About this exercise: Without changing anything, transcribe all of the entries.

(Data items)
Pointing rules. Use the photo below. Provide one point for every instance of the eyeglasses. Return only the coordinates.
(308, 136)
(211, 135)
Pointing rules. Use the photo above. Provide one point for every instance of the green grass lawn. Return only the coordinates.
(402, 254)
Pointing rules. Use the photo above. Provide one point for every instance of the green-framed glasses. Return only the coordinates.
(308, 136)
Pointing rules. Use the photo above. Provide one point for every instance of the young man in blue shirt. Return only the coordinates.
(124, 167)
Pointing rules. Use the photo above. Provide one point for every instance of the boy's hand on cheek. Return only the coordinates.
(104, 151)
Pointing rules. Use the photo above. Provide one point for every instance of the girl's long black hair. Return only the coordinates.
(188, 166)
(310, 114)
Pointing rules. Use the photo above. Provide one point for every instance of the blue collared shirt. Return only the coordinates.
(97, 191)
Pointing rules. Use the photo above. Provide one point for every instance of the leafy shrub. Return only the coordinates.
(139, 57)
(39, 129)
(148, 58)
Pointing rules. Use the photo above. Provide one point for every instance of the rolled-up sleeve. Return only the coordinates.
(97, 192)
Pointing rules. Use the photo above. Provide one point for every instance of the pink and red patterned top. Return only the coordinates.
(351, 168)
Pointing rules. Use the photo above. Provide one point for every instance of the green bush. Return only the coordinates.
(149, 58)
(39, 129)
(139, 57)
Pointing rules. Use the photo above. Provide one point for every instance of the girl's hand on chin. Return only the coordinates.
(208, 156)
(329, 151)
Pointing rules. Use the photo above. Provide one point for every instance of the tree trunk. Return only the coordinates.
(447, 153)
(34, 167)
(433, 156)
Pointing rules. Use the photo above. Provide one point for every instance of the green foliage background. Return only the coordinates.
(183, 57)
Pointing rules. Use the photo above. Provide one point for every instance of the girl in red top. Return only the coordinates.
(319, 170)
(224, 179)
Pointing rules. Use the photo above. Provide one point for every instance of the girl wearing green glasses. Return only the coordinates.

Result for this exercise:
Pointing rules. Use the photo below. Provide one point for every instance of the eyeglasses. Return only the coordinates.
(308, 136)
(211, 135)
Pointing rules. Use the photo above. Provide one point for every instance of the green grass lawn. Return only the coordinates.
(402, 254)
Pointing rules. Use the photo above. Provide one point for every instance of the green-framed glasses. Return only the coordinates.
(308, 136)
Pointing rules. Use the photo above. Provide one point for every instance of the young man in blue shirt. Return only the coordinates.
(124, 167)
Pointing rules. Use the photo above. Provide one point for every instance of the boy's hand on cheek. Return only the coordinates.
(104, 151)
Pointing rules. Use the photo above. Provide one point for every instance of the girl's long black hair. Return only the coordinates.
(188, 166)
(310, 114)
Pointing rules. Use the photo above. Provide one point for every instance of the blue collared shirt. Return only the coordinates.
(97, 191)
Pointing rules. Use the photo above. Provide one point for every instance of the leafy shrub. Return only the coordinates.
(139, 57)
(39, 129)
(148, 58)
Pointing rules. Use the photo above. Provide one point for every instance of the rolled-up sleeve. Return only the coordinates.
(97, 192)
Pointing rules. Use the photo above. Provide one point for every instance of the pink and red patterned top. Return only the coordinates.
(351, 168)
Pointing rules. Use the photo above. Provide one point for every instance of the green bush. Return only the coordinates.
(149, 58)
(39, 129)
(139, 57)
Pointing rules. Use the photo above. Provide one point for every instance of the girl's hand on chin. Return only the coordinates.
(208, 156)
(329, 151)
Pointing rules. Use the photo above. Provide one point for every instance of the tree trunk. Return only the coordinates.
(447, 153)
(34, 167)
(433, 156)
Pointing rules. Use the photo above. Provide one point for every instance of the green foliage background. Return only the coordinates.
(183, 57)
Pointing rules. Use the photo above. Provide one point for every instance of the girl in red top. Return only the coordinates.
(319, 170)
(224, 179)
Pointing rules. Use the photo above. Provide one point for every instance of the girl wearing green glasses. Return only the coordinates.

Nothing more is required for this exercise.